• _THE PROBLEM_
Could you rewrite the lines of the records below, swapping "tree trunk" for "fence post" and changing nothing else, with the pictures left out?

*** GIVEN DATA ***

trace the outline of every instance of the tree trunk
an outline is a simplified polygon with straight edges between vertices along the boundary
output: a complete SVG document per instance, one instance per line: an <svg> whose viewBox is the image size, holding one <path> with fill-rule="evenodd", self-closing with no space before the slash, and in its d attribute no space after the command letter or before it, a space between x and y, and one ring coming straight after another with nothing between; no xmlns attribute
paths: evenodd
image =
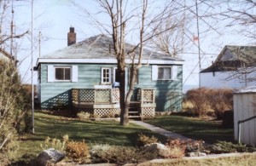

***

• _ANSWER BELOW_
trace the outline of every instance of the fence post
an outline is a simplified polygon with straight edges between vertices along the boundary
output: a complete SVG document per instance, one instance per line: an <svg> whose viewBox is the image size, holding one <path> with fill-rule="evenodd", self-closing with no space before the slash, and in its d attribute no space after the command letter or before it, a space between x and y, and one ring coming straight after another with nothing between; no xmlns attribute
paths: evenodd
image =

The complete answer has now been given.